**The request:** Pick out every line of the listing below that contains the word "grass" and copy each one in full. Matches must have the same uppercase and lowercase letters.

**Recorded information:**
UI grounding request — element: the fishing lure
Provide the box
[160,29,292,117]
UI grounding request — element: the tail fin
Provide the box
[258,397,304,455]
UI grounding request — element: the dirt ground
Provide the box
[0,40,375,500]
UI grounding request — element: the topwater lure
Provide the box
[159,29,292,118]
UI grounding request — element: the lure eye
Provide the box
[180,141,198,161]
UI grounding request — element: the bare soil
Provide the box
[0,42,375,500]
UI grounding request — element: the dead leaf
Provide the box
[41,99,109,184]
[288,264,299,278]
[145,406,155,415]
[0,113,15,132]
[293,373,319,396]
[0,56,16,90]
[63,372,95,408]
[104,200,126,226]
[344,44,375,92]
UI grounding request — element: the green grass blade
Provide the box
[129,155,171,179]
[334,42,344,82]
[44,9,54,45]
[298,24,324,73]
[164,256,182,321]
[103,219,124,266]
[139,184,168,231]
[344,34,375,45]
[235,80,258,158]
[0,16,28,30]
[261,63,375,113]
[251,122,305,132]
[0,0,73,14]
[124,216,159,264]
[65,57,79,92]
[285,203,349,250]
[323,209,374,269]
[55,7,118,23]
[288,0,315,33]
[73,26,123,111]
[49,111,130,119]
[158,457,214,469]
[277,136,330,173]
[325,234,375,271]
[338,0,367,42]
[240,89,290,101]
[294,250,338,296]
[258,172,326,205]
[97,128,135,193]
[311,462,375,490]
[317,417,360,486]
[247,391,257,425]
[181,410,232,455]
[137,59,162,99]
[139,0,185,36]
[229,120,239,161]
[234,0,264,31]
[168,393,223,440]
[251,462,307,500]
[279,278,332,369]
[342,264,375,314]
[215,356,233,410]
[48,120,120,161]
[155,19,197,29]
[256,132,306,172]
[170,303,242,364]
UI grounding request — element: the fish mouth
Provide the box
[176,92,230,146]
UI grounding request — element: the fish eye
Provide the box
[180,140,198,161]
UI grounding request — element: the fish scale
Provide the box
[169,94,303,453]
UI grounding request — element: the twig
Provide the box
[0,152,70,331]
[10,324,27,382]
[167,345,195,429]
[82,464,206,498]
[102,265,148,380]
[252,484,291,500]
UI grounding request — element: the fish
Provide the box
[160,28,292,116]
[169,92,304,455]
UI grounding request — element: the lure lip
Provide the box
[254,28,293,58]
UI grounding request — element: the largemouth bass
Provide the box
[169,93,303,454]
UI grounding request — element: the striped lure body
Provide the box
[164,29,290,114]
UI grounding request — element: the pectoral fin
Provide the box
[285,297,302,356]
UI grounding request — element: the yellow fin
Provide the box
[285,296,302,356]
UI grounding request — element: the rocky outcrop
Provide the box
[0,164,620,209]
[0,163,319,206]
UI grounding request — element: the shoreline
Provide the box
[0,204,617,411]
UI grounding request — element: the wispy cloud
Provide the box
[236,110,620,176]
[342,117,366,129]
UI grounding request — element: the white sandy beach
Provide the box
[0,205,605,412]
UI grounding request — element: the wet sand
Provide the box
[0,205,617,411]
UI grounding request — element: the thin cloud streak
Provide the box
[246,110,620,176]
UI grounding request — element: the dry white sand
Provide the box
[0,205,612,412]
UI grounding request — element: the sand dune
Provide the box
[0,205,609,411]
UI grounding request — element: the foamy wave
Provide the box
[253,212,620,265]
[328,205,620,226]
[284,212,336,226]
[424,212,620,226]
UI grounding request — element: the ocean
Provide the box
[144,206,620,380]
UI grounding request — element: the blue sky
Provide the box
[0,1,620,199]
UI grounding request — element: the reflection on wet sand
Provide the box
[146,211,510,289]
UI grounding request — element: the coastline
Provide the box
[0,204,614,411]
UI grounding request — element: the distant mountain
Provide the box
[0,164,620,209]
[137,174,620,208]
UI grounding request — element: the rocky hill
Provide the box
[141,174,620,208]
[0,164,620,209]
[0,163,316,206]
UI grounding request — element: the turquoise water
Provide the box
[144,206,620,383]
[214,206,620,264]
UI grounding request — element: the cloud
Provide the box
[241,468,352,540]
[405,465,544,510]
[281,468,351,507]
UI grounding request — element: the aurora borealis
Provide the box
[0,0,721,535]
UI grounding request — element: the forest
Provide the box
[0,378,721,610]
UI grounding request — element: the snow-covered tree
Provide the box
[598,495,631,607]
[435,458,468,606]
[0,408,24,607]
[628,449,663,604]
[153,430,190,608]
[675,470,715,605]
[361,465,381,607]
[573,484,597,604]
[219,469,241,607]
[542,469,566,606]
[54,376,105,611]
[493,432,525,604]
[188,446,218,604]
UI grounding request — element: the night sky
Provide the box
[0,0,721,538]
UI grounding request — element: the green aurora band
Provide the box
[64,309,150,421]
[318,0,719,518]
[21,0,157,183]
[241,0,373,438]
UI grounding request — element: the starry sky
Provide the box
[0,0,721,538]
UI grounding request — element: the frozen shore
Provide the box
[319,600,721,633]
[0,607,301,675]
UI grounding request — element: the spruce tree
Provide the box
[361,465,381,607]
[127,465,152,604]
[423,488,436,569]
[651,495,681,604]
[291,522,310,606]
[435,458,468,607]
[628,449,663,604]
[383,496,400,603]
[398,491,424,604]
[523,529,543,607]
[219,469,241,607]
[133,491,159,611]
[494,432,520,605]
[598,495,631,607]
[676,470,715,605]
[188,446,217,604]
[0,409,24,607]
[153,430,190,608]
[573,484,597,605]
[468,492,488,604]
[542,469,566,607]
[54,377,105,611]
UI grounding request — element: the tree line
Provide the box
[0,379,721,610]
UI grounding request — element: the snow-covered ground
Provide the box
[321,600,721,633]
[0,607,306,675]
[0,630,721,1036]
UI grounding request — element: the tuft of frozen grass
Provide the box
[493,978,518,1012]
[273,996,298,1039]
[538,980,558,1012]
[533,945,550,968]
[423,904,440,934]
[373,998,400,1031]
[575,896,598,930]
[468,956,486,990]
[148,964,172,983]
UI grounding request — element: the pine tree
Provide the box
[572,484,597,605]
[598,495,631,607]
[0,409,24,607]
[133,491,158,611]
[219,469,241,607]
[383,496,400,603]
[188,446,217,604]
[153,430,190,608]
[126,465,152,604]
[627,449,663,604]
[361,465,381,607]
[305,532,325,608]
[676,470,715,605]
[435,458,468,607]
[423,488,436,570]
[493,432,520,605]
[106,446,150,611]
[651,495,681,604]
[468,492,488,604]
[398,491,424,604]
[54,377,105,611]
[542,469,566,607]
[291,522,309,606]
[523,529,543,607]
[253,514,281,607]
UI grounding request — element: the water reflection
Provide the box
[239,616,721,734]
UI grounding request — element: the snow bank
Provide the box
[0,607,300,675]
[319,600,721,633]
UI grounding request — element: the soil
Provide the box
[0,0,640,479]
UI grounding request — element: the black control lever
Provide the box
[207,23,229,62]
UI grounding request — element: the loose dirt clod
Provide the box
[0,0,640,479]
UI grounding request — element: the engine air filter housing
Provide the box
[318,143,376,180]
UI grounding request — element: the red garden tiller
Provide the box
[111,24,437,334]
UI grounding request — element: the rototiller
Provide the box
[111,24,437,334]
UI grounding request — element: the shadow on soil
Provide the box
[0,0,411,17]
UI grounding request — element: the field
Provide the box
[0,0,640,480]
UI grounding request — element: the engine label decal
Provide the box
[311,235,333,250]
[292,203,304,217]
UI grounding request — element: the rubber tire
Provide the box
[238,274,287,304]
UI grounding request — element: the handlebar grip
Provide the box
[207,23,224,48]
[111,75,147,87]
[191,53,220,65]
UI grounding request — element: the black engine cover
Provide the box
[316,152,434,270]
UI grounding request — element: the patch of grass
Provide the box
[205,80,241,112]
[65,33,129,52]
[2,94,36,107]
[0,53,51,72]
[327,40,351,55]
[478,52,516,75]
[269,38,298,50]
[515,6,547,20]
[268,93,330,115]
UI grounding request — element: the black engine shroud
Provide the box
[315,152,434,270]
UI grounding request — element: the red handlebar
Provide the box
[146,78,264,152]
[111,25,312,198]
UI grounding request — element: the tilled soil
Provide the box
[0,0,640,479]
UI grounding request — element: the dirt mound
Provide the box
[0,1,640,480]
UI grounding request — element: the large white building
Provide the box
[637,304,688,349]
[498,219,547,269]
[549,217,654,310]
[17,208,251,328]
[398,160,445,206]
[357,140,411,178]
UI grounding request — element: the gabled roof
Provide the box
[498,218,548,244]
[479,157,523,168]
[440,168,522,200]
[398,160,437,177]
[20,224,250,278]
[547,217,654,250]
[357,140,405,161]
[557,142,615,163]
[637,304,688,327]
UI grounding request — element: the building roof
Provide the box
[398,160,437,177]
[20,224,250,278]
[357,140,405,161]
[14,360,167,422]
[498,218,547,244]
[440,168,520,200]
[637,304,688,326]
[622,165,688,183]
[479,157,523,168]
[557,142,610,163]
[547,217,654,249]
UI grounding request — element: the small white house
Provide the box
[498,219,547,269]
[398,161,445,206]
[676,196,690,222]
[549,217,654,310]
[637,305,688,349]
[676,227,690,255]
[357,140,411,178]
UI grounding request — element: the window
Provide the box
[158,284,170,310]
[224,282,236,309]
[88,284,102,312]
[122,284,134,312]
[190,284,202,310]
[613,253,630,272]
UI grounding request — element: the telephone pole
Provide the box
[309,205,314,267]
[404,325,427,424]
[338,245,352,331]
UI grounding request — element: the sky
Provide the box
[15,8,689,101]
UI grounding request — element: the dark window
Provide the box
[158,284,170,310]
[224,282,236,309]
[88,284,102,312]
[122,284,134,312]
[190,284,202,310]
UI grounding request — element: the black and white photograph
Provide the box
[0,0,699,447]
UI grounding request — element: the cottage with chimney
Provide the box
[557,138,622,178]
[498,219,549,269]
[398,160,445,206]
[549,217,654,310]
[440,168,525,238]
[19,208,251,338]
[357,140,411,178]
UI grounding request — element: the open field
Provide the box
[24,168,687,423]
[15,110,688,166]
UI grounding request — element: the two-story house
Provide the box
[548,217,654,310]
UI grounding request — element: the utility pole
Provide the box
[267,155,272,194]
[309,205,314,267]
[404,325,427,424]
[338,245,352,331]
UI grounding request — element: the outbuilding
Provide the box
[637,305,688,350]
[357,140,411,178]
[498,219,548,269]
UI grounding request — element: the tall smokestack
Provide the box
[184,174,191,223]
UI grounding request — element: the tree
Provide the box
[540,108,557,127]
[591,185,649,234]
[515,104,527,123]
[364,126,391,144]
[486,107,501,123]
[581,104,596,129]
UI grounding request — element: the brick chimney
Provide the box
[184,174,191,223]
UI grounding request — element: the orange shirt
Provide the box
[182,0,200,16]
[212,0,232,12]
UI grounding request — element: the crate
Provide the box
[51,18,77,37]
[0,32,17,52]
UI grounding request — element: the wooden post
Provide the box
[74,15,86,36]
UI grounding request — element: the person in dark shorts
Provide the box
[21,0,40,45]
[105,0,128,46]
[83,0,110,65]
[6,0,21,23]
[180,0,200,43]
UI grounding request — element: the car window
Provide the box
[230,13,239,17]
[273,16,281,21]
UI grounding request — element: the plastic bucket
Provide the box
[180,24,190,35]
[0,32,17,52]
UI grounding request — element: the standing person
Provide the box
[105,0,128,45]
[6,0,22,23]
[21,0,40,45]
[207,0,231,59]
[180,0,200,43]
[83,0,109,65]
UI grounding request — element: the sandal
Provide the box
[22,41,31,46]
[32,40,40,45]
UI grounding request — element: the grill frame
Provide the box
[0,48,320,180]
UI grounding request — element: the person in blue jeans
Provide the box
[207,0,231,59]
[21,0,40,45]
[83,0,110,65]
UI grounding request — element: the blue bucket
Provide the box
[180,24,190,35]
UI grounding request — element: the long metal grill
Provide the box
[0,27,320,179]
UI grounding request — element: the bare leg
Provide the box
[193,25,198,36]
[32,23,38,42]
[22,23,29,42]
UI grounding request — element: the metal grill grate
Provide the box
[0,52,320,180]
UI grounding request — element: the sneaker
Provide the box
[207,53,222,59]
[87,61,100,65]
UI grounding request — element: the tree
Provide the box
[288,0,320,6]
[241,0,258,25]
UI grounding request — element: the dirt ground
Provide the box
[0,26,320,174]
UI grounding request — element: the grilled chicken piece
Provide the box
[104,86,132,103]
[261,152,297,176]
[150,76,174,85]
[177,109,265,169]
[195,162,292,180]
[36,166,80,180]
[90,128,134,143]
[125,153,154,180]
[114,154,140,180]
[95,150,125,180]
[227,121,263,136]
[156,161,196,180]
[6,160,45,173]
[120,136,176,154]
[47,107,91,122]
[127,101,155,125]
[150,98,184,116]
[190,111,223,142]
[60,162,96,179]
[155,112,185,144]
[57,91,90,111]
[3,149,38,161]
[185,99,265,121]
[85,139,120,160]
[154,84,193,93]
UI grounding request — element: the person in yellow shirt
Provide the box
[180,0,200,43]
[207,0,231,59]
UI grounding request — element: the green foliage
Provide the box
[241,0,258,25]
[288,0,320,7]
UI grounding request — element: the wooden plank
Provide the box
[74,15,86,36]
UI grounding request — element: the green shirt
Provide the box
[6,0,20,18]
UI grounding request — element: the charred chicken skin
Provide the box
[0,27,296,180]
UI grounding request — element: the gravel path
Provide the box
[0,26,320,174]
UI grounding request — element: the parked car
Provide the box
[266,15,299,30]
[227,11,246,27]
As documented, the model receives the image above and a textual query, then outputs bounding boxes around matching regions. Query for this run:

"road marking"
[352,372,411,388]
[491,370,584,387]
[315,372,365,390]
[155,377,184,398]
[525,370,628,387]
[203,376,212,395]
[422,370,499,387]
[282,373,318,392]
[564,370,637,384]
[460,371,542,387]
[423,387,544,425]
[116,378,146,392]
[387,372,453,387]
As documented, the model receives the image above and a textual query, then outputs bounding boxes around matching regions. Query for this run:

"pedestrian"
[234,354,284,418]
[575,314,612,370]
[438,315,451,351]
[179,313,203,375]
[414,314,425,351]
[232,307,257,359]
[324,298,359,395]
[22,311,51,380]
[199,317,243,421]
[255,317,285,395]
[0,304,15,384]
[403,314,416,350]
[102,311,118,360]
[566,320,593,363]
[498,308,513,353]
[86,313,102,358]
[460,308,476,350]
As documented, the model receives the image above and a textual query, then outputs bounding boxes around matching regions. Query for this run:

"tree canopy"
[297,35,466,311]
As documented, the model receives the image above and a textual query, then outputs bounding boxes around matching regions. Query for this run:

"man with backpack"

**Response to the task:**
UI grounding request — element: the green grass blade
UI grounding request — element: the tuft of frozen grass
UI grounding request — element: the patch of grass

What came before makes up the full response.